Selected excerpt:
= = =
Franco is now in his mid-eighties. You’d think that
he’d start to delve into his extensive collection
of wines, some of which date back to the late 1800s. You’d
think he’d be ready to pop the cork on his collection
of 1955 Brunello di Montalcino, his greatest wine. You’d
think he’d recognize that time is short, that time
waits for no man, and that time is most definitely no longer
on his side.
You'd be wrong. Two summers ago, I had lunch with Franco.
We drank a 1970 and a 1971 Brunello, and he opened a 1998,
but we didn't drink much of it. We took a sip of it, but
not more than a sip. Franco then made a surprising suggestion—one
that runs counter to the conventional wisdom that a wine
that has been open more than a couple of days should be
thrown away. He suggested that I should keep the bottle
open—uncorked and exposed to air— for one year,
during which I should taste it every few weeks. So I did
just that. I took that bottle, and I kept it in a cupboard
in my kitchen. Every six weeks I'd have journalists, friends,
or collectors come over: I'd pour them a drop and ask how
long they thought the wine had been open. Most would say, “One
or two days.” They were wrong, of course, and over
time Franco had made his point: his wines have the structure
to last, changing subtly—transforming, evolving,
but moving with time, not against it.
= = =
Entries:

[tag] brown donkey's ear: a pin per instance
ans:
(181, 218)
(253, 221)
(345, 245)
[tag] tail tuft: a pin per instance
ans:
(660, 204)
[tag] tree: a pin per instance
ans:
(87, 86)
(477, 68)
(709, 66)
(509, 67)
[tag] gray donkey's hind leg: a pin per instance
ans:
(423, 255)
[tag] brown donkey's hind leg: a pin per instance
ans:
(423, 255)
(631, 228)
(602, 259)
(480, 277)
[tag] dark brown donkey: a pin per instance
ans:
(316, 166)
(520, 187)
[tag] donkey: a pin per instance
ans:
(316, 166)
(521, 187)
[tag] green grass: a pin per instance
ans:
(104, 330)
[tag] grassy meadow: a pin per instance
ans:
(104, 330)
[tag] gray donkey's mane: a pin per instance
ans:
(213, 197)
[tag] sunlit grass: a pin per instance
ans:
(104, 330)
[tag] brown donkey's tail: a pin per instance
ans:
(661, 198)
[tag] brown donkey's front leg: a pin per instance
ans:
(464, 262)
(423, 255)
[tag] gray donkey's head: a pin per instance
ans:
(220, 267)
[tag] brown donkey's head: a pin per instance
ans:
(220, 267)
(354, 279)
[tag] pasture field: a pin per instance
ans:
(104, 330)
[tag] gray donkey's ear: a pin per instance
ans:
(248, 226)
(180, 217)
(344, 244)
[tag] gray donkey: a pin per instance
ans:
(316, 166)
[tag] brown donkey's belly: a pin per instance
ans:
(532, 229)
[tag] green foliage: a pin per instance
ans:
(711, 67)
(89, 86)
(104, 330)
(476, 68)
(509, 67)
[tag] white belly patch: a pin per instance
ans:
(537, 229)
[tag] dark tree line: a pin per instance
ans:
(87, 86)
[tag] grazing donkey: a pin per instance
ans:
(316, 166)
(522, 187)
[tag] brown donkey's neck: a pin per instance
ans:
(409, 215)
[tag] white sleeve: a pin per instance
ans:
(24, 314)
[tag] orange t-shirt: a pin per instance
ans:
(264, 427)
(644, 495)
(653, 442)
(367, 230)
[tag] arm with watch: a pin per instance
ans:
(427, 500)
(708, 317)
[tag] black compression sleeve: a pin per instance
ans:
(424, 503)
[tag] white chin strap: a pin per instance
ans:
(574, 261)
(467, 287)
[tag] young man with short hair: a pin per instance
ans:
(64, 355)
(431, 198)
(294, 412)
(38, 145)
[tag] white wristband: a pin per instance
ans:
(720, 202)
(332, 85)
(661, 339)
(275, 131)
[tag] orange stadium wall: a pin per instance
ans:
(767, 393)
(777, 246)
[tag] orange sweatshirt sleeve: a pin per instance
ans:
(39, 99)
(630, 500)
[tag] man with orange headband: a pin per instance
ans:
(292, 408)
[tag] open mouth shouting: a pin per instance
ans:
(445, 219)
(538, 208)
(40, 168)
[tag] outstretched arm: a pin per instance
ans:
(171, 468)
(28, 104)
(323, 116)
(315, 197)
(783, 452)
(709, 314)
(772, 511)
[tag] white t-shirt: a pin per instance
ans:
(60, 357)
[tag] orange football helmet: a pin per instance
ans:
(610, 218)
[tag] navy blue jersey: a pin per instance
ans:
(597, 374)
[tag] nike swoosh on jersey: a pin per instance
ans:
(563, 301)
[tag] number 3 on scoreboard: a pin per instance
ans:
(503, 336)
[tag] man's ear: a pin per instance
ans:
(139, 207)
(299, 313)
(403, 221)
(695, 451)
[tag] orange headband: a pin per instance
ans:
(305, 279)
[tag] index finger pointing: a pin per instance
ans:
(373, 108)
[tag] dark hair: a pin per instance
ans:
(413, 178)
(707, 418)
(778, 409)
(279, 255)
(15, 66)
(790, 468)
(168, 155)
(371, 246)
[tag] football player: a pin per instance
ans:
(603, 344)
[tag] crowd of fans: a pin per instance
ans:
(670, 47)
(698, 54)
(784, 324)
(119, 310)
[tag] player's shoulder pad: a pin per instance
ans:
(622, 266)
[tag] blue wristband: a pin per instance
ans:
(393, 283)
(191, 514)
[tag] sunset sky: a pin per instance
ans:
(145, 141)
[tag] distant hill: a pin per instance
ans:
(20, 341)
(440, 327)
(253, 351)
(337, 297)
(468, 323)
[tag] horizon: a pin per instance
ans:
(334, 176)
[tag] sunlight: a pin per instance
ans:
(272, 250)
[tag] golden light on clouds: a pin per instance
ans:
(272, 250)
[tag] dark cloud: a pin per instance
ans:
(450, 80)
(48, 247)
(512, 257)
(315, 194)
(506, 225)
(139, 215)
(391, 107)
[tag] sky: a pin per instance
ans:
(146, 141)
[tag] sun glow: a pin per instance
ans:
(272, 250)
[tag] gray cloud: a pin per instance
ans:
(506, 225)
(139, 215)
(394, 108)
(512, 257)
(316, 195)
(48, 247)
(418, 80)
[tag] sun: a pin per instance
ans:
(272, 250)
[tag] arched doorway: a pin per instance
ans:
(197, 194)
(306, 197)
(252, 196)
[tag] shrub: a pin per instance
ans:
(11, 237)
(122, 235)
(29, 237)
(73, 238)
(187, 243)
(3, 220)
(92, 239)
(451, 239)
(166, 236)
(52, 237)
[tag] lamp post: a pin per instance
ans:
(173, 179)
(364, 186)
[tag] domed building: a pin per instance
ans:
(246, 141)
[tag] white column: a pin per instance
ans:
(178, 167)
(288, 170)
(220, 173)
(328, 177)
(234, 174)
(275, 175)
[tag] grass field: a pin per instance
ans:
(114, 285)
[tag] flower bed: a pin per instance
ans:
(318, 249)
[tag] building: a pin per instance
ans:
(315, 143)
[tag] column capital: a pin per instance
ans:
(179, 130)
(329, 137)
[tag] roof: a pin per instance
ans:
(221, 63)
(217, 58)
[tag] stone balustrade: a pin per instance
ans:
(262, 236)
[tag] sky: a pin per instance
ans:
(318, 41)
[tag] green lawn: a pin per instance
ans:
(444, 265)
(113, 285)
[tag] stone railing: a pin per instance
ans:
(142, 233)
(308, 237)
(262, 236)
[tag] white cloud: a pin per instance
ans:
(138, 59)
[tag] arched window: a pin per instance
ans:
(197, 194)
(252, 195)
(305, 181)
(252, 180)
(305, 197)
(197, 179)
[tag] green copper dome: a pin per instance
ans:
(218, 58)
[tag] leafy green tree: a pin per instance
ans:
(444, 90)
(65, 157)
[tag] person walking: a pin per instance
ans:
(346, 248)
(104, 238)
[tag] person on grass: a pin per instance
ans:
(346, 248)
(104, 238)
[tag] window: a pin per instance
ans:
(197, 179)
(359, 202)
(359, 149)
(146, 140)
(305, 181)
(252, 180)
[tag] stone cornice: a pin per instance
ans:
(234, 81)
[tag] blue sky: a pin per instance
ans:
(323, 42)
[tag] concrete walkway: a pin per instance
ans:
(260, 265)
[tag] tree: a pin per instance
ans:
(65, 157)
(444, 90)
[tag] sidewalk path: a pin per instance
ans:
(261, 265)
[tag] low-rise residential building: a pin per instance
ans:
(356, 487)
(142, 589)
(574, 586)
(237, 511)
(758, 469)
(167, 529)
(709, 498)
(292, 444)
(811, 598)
= = =
Complete the following:
- a) Please reproduce the passage about Franco's wines from "Franco is now" up to and including "lunch with Franco.".
- b) Answer these questions about the passage about Franco's wines:
(i) Which wine does the passage call Franco's greatest?
(ii) For how long did Franco suggest keeping the 1998 bottle open?
(iii) How long did most tasters guess the wine had been open?

Correct answers:
- a)
Franco is now in his mid-eighties. You’d think that
he’d start to delve into his extensive collection
of wines, some of which date back to the late 1800s. You’d
think he’d be ready to pop the cork on his collection
of 1955 Brunello di Montalcino, his greatest wine. You’d
think he’d recognize that time is short, that time
waits for no man, and that time is most definitely no longer
on his side.
You'd be wrong. Two summers ago, I had lunch with Franco.

- b)
(i) His 1955 Brunello di Montalcino.
(ii) One year.
(iii) One or two days.